What you are asked to do:
In the entries below, find the line with "Indicate the arched" and the line with "Indicate the church entrance". Return those two lines and all lines between them, exactly.

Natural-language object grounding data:
•••••
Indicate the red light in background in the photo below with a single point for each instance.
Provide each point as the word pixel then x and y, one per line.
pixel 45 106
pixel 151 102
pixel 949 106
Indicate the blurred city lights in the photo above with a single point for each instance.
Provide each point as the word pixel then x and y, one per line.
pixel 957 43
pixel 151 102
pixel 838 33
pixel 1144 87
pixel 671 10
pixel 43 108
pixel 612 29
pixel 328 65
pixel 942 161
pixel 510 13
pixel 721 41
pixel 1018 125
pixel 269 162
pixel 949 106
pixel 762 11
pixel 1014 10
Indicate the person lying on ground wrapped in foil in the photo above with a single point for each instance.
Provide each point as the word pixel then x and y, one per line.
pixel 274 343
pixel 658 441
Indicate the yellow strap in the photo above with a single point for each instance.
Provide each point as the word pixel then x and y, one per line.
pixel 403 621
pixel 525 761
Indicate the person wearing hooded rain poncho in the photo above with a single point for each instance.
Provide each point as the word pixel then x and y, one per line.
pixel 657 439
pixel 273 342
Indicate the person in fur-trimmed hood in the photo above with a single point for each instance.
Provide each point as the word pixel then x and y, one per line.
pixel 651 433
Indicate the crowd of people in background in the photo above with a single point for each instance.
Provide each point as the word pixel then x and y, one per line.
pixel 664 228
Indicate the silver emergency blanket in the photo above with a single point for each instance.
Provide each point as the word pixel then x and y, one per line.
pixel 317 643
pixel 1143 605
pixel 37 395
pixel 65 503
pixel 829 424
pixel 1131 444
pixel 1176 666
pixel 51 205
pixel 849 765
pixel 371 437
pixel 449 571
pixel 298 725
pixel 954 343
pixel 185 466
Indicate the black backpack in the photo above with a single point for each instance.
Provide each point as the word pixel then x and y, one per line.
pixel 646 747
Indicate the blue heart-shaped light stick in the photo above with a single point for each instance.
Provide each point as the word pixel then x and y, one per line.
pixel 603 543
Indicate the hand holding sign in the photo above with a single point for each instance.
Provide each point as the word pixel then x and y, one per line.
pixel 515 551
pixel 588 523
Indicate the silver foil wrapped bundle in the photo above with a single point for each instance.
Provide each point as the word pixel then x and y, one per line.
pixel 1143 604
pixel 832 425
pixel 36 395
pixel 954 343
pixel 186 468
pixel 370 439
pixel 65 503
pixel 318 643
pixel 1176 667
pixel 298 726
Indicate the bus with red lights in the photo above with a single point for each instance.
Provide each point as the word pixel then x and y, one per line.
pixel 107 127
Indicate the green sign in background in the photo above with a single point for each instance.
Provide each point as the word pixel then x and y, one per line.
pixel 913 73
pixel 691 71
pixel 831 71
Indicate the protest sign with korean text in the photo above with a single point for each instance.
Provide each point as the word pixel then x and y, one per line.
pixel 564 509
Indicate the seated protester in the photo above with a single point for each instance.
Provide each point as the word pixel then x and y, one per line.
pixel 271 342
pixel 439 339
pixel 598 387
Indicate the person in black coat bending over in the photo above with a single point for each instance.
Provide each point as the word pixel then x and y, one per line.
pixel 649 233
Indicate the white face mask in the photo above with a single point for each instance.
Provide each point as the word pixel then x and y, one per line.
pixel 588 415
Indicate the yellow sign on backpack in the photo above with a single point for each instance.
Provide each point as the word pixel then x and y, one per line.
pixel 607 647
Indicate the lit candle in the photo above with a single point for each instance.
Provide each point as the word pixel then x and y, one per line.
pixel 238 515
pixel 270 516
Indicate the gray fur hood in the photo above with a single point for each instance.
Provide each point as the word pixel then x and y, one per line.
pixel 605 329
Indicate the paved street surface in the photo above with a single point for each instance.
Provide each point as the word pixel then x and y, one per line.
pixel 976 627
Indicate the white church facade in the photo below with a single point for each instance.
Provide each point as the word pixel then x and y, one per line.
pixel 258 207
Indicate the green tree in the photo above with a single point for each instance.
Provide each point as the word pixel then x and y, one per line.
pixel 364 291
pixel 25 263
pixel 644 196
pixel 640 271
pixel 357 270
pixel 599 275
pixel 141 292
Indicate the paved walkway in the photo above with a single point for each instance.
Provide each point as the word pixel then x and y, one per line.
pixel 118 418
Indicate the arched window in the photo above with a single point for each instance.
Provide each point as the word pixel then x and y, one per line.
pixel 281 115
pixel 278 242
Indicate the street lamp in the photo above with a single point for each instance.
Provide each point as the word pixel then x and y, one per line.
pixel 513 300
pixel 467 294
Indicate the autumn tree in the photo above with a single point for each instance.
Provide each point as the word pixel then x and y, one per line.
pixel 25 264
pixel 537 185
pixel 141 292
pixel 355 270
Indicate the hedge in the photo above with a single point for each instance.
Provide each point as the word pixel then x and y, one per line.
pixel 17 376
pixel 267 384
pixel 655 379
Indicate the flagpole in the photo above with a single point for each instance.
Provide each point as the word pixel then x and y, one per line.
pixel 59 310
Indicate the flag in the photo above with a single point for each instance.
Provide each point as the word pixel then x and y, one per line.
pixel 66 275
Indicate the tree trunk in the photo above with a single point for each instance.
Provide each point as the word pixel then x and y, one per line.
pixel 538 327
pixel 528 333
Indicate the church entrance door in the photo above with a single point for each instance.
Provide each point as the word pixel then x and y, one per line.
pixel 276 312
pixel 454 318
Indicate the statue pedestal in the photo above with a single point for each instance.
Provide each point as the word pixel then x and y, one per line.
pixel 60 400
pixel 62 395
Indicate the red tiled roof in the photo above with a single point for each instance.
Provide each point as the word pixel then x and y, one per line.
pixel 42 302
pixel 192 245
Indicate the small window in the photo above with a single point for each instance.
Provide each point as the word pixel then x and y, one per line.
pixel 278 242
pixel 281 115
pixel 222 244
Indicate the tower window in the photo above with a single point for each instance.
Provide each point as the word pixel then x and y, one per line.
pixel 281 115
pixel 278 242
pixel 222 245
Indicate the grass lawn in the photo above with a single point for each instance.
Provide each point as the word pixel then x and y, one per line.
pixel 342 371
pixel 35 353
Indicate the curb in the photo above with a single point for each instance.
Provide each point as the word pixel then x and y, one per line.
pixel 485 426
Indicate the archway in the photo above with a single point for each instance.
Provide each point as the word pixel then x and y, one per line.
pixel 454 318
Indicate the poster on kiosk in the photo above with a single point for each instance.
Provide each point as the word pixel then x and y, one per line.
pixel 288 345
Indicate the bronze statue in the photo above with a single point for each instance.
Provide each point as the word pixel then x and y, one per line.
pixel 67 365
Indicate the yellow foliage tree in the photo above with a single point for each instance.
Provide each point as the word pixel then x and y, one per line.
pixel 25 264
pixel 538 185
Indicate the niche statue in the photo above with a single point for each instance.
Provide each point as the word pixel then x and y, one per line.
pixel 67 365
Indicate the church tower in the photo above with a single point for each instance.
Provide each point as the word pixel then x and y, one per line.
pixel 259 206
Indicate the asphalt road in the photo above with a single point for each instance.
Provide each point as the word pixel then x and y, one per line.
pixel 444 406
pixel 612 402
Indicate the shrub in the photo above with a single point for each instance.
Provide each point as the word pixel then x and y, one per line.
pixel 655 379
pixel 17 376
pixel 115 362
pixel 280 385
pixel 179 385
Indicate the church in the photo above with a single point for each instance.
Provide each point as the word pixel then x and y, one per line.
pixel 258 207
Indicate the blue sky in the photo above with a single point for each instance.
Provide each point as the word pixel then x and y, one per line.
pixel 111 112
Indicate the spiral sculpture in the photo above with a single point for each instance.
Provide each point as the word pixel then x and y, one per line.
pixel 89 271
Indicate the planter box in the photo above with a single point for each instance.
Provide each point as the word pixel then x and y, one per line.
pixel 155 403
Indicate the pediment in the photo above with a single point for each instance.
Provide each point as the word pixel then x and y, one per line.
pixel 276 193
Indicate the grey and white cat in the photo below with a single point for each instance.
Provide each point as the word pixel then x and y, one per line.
•••••
Result:
Indicate the arched window in the photo above with a single point for each instance.
Provide each point as the word pixel then x and y, one per line.
pixel 281 115
pixel 278 242
Indicate the street lamp in the photo above with a single point for each instance.
Provide each point as the word pixel then x and y, one per line.
pixel 513 300
pixel 467 294
Indicate the autumn tree in the photo above with a single point for each instance.
Provide each point as the word pixel then x and y, one per line.
pixel 25 264
pixel 537 185
pixel 141 292
pixel 355 270
Indicate the hedge in the photo above with a single point for each instance.
Provide each point as the word pixel then x and y, one per line.
pixel 17 376
pixel 267 384
pixel 655 379
Indicate the flagpole in the photo above with a single point for each instance.
Provide each point as the word pixel then x and y, one per line.
pixel 59 310
Indicate the flag in the photo above with a single point for each instance.
Provide each point as the word pixel then x and y, one per line.
pixel 66 275
Indicate the tree trunk in the photo above with a single point for each instance.
Provide each point as the word pixel then x and y, one per line.
pixel 538 327
pixel 528 333
Indicate the church entrance door in the photo above with a single point for each instance.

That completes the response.